Task prompt
Beneath this line is the data. Output exactly the lines from the line with "target | woman in dark top seated" to the line with "target | black t-shirt", both ends included, and nothing more.

Data section
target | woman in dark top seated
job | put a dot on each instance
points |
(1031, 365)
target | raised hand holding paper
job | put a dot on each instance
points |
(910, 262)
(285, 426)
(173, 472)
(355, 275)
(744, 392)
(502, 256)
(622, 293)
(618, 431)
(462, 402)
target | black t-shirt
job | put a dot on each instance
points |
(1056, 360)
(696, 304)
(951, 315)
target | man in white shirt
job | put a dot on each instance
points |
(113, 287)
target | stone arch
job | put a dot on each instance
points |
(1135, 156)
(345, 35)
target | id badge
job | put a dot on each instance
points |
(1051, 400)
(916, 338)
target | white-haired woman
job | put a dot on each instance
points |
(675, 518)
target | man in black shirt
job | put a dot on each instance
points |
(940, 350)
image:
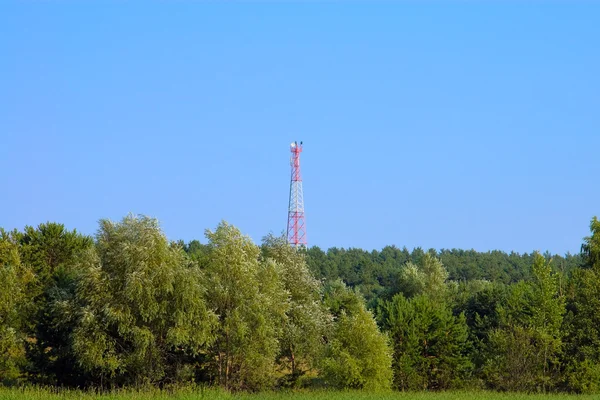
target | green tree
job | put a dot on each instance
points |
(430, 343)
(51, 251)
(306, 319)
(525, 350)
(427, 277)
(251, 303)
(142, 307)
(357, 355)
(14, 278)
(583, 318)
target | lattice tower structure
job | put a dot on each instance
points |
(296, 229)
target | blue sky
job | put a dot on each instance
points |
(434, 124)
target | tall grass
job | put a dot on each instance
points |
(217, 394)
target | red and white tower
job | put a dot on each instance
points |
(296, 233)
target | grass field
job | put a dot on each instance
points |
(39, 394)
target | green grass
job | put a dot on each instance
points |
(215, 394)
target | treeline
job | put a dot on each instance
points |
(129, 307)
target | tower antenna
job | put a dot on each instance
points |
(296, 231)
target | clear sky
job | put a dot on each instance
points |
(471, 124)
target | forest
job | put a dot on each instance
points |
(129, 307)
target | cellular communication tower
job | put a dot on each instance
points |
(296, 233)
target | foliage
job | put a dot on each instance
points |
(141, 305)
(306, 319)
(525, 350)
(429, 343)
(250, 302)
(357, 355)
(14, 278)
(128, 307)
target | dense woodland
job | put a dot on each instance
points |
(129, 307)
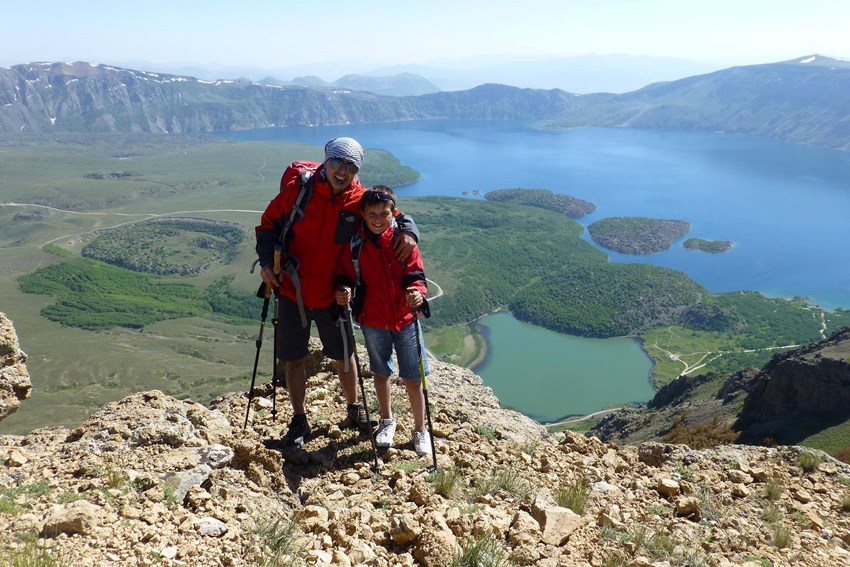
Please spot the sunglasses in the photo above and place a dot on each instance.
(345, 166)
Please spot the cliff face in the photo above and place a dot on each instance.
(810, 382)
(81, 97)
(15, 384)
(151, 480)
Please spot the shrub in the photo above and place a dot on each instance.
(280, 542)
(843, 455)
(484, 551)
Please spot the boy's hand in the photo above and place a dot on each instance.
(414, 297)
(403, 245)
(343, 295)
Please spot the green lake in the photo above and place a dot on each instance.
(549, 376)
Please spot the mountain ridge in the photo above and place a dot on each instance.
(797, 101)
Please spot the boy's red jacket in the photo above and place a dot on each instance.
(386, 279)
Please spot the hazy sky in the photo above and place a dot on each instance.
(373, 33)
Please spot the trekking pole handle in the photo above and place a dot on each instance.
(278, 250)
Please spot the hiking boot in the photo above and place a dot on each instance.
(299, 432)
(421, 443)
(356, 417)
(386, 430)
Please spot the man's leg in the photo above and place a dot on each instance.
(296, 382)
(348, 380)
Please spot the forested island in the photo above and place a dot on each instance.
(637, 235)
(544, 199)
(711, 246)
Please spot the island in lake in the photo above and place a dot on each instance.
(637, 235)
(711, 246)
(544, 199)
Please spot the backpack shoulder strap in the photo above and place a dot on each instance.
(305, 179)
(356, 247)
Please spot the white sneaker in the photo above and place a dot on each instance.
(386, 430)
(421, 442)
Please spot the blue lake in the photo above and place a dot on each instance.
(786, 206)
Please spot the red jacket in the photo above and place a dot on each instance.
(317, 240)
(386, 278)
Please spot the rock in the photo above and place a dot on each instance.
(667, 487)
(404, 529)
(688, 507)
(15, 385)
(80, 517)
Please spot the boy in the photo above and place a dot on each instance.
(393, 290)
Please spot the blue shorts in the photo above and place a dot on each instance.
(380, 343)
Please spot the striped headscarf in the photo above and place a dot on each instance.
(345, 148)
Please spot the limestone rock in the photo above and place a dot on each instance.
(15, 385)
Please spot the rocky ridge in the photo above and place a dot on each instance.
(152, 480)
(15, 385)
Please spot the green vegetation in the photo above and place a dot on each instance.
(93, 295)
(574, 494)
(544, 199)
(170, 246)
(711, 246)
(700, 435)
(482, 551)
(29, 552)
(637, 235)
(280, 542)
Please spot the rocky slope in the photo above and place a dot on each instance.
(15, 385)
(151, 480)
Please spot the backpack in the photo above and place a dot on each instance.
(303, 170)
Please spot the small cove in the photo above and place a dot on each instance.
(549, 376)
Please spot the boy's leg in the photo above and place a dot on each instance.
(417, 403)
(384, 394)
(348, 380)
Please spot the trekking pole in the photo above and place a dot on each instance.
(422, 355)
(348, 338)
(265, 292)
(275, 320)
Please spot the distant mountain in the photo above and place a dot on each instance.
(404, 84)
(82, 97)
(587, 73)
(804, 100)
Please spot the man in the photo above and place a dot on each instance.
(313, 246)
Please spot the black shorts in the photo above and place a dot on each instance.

* * *

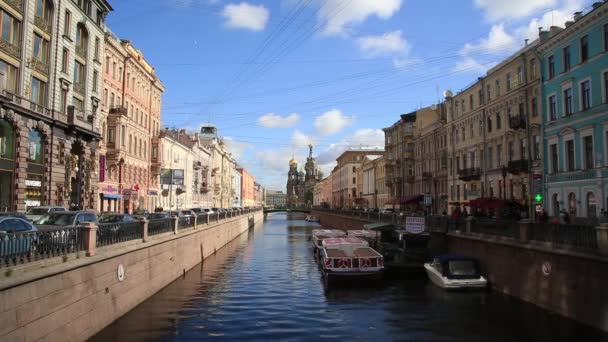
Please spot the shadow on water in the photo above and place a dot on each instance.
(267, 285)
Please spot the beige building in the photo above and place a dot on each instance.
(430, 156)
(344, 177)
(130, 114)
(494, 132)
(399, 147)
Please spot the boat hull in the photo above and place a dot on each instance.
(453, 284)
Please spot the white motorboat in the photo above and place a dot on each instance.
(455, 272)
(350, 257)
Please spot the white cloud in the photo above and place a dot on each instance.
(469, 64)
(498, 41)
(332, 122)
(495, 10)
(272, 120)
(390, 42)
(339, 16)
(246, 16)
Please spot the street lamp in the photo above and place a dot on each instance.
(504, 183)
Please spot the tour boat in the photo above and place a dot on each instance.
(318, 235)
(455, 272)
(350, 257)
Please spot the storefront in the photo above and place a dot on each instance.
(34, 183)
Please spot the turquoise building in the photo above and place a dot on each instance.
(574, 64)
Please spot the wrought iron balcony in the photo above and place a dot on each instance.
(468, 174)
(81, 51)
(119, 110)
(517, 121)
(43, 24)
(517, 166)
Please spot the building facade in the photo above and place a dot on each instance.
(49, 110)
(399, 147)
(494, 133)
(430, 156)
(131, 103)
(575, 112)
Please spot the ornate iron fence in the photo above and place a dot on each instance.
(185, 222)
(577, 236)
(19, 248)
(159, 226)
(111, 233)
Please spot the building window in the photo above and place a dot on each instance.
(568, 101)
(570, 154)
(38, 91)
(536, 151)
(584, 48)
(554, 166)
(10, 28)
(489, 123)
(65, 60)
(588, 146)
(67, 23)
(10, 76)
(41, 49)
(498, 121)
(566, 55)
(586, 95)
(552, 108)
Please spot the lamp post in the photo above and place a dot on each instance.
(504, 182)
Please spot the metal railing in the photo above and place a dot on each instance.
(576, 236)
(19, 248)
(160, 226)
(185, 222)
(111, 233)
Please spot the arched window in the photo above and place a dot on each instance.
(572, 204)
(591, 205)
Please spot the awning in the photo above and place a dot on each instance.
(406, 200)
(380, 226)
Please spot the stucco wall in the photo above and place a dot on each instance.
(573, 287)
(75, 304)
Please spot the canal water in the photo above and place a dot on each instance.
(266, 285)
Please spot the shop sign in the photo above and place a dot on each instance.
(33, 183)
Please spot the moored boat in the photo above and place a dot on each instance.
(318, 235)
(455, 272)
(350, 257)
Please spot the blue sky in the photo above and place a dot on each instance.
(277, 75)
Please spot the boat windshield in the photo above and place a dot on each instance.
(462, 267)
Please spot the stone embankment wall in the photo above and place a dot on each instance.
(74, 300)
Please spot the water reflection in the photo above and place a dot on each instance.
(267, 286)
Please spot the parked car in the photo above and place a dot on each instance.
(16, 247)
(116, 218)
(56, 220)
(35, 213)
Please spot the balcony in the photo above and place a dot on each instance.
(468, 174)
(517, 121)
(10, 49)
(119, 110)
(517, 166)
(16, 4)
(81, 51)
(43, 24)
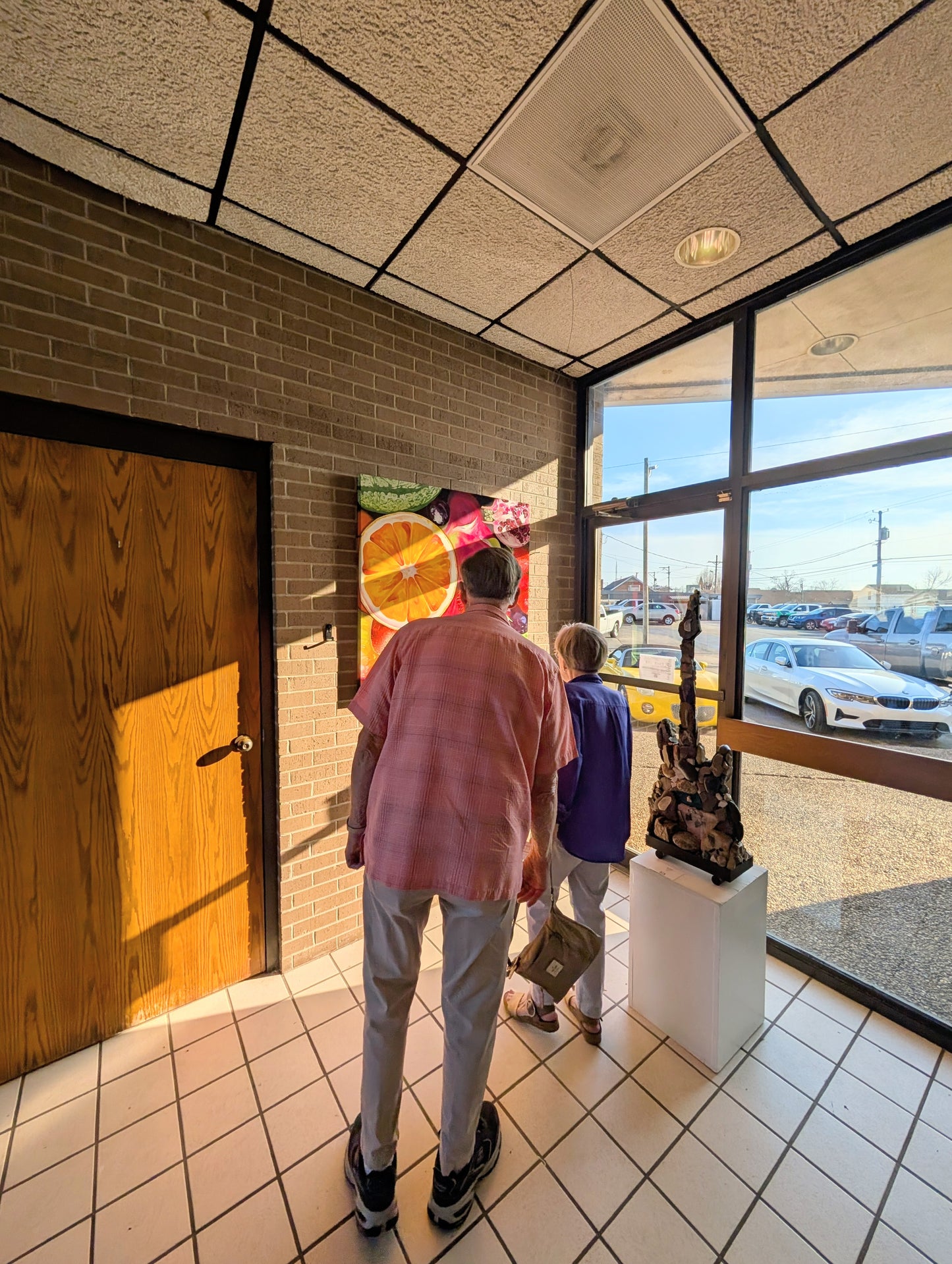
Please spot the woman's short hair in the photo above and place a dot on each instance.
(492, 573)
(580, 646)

==

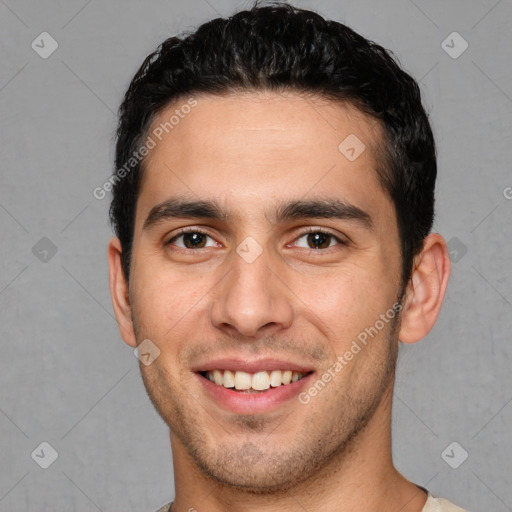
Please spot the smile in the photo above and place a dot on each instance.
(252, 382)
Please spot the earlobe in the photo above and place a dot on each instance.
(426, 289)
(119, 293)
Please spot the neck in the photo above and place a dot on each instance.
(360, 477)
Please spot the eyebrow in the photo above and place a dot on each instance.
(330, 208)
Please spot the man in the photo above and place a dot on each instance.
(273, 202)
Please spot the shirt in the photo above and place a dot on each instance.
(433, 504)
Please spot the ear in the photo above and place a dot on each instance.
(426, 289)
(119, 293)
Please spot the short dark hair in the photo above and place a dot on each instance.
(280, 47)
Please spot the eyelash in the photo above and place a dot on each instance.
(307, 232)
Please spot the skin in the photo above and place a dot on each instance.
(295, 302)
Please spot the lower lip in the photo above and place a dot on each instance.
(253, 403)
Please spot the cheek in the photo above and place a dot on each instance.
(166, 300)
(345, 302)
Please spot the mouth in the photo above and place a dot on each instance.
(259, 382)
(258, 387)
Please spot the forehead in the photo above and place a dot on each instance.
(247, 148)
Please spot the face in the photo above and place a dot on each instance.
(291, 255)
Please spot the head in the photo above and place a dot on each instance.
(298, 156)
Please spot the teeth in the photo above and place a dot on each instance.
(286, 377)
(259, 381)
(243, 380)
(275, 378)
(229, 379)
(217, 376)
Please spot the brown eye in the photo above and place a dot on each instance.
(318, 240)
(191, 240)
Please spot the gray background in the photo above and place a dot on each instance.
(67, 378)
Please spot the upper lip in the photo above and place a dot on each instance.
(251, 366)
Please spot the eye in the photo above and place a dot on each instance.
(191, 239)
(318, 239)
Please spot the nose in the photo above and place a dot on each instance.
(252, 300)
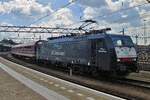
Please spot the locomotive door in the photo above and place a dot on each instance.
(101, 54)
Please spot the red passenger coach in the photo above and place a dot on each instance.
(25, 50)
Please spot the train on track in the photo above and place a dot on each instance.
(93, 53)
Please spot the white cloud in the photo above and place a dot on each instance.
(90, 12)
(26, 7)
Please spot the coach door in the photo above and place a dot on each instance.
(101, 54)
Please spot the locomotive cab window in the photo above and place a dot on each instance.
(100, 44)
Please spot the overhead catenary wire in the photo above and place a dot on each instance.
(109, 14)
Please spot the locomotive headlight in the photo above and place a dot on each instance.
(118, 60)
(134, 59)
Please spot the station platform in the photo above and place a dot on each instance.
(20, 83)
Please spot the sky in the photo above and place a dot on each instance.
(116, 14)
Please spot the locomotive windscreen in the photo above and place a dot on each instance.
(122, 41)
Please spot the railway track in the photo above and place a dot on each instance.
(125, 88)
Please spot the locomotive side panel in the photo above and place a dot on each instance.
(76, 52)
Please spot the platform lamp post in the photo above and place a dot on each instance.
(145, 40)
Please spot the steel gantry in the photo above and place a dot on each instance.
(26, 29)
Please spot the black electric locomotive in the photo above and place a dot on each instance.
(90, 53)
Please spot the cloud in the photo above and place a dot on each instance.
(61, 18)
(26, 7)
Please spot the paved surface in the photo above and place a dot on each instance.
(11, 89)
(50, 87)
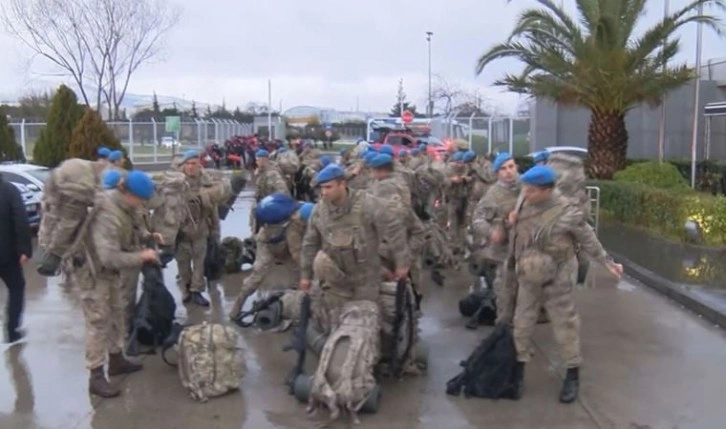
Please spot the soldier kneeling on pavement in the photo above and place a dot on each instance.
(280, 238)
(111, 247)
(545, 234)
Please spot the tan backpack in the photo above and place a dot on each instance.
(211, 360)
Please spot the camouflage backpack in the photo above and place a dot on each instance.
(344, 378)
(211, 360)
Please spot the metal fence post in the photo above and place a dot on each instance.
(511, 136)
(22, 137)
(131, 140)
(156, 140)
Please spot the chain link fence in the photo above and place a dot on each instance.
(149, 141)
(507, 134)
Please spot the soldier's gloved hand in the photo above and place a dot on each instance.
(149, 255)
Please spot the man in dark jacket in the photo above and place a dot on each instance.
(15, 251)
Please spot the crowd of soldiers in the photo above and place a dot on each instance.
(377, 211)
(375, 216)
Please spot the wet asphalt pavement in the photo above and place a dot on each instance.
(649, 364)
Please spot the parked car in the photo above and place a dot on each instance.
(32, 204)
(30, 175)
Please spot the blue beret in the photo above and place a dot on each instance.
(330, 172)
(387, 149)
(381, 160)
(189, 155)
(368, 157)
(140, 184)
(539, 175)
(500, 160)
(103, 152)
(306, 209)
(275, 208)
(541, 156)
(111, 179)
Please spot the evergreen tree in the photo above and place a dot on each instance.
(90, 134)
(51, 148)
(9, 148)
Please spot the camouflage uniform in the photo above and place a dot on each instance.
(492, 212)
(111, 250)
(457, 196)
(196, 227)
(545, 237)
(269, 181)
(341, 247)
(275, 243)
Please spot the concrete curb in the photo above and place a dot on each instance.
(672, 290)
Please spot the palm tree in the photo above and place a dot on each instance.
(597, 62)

Final answer
target | woman in dark top seated
job | put a dot on each instance
points |
(1031, 365)
target | raised hand holding paper
job | put a dot on each instance
points |
(910, 262)
(285, 426)
(173, 472)
(355, 275)
(744, 392)
(502, 256)
(622, 293)
(618, 431)
(462, 402)
target | black t-shirt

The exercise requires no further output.